• Short task A:
In the motorcycle tool kit text, where is the puncture repair kit stored?
• Short task B:
Pick up the motorcycle tool kit text after its final line and keep writing it.

• Text segment:
***

The Tool Kit, Chain Kit, Miscellaneous Kit and Puncture Repair Kit

My tool kit philosophy is a balance between minimal but prepared. It follows the KISS & and the 6x Ps approach: Keep It Simple Stupid & Planning and Preparation Prevents Piss Poor Performance! I have enough tools do basic repairs and servicing, by the roadside if necessary. I’m not a mechanic and if I’m honest my mechanical knowledge and skills are as minimal as my tool kit… However, lots of bikers and other travellers are knowledgeable and competent with a wrench. I’m planning for the scenario where I meet a lifesaving mechanic, who may be void of tools, but nevertheless WILL be able to get me back on the road should I break down, with the tools that I carry.

So here is my basic tool kit, miscellaneous kit and puncture repair kit. The bulk of my tools I keep in the Touratech locking toolbox that is fitted to the BMW Enduro Bash plate. The miscellaneous kit, which is more expendable goes in the Wolfman Enduro Fender bag. Whilst the Puncture kit lives in the Touratech Zega interior lid bag.

Tool Kit

The locking Touratech toolbox attached to the BMW Enduro Bash Plate holds most of my tools
Water WILL get into the tool box. I’ve tried different containers and bags to keep them dry but I’m currently just using a couple of heavy duty zip-lock backs a a ‘waterproofish’ utility stuff sack… it seems to be working.
that black thing at the bottom , in the middle is the spark plug puller… don’t pay an exorbitant price for a branded shiny metal one, this cost a couple of quid from Motorworks.
It actually packs down quite small and fits nicely in the tool Touratech box above

…the list:

  • Medium adjustable wrench
  • Drive ratchet
  • Medium adjustable mole grips
  • Combination spanners
  • Screwdriver handle:
  • Long extension
  • Short extension
  • Small needle nose pliers
  • Allen (hex) keys
  • Telescopic magnetic picker-upper
  • Sockets
  • E-Torx
  • Ratchet adaptors
  • Torx Bits
  • Hex (allen) bits
  • Screwdriver bits
  • 16mm deep socket for spark plugs
  • Spark plug puller
  • Peice of hose pipe (not shown but used for changing the plugs)

***

• Information shown:

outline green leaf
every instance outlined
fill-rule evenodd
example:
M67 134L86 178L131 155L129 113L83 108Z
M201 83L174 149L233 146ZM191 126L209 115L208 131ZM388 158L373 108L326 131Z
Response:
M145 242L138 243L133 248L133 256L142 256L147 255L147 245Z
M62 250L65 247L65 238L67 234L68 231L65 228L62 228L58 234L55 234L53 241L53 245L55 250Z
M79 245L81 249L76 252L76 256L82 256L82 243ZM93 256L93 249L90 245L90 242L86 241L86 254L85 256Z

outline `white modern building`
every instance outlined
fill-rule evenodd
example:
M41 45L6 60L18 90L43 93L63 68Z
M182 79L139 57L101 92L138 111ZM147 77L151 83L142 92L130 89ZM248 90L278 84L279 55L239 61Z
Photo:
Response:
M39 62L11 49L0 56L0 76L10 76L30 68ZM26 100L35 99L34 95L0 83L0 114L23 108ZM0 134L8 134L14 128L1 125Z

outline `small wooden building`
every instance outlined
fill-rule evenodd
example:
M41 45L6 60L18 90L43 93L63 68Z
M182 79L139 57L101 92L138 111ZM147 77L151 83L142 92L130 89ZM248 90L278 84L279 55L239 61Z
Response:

***

• Final result A:
In the Touratech Zega interior lid bag.

• Final result B:
  • Stanley multitool (not in the picture as it lives in the tank bag)
  • Precision screwdriver
  • Punch
Some of the bits have corroded after my first failed attempt stop the ingress of water… but they work fine. I’ve dumped the mole grips and the needle, pliers and all the combination spanners as I already have an adjustable spanner and the multi-tool.
Miscellaneous Kit
This is what I refer to as my miscellaneous kit. Its bits I might need more frequently, but don’t want to break open my full tool kit.
These bits are are more expendable and are in quick easy reach in the fender bag.
It all fits very nicely into the Wolfman Enduro Fender Bag

…the list:

  • Cyalume (light stick)
  • Heavy duty large cable ties
  • Small & meium cable ties
  • JB Weld
  • Small glue sticks
  • Coat hanger wire
  • Craft knife
  • Blue Locktite
  • Pencil wrapped with electrical tape & lots of gaffer tape
  • Bag of assorted nuts, bolts & washers (I’ve cut the amount down the just a few)
  • Bag of assorted O-rings
  • Assorted fuses, terminals, connectors and some thin copper wire (I’ve cut the amount of terminals, just one set now).
  • Black silicone sealer
  • White Lithium Grease
  • Hacksaw blade
  • Original Sump plug (I don’t know why I put this in – now gone)
  • Upper shock bolt (not really or me as I have the Ohlins and Indy kit, it was for others but now dumped)
  • Ohlins rear shock spanner

I’ve also added a file (minus the bulky wooden handle) to this kit, which I found I needed in Siberia when I stripped some threads on my rear axle and which consequently needed to filed down.

Chain Kit

  • 6 links of spare DID chain
  • 1 x rivet master link
  • 2 x split/clip master link
  • Terra-X chain breaker/riveter tool with spare pins
  • Grease
  • Voltmeter
My chain kit including spare master links, a bit of chain and the breaking/riveting tool (with spare tool pins).
It all packs nicely into the little red tin next to the voltmeter (I am considering dumping the voltmeter and just taking a smal 9v battery, the wire and a bulb – easier, lighter and smaller)

Puncture Kit

The Puncture Kit lives in this Touratech interior lid bag.
Everything, except the heavy duty spare tubes goes into the bag with the Adventure Designs Mini Compressor. The WD40 I use as lube lives in the tail bag because it gets used regularly for cleaning the chain.
These assorted patches and rubber should be sufficient

…the list:

  • ADV air compressor
  • HD tubes front & rear
  • Combination tyre levers & spanner (front & rear)
  • Mechanics gloves
  • Talcum powder & electrical& gaffer tape(rim tape)
  • Hand pump
  • 2 x rims savers (I don’t bother with these, they’re a PITA)
  • 2 x CO2 cannisters
  • Pressure gauge
  • Abrasive paper
  • Spoke spanner
  • Valve adaptor
  • Razor blade
  • Patches
  • 4 x vale cores
  • Valve core removal tool
  • Vulcanising cement

Additional items:

  • Buffer/Stitcher combo tool (invaluable for repairing tubes)
  • Sliding T-bar, E12 socket &  T45 torx socket (these tools mean I don’t need to open my tool kit)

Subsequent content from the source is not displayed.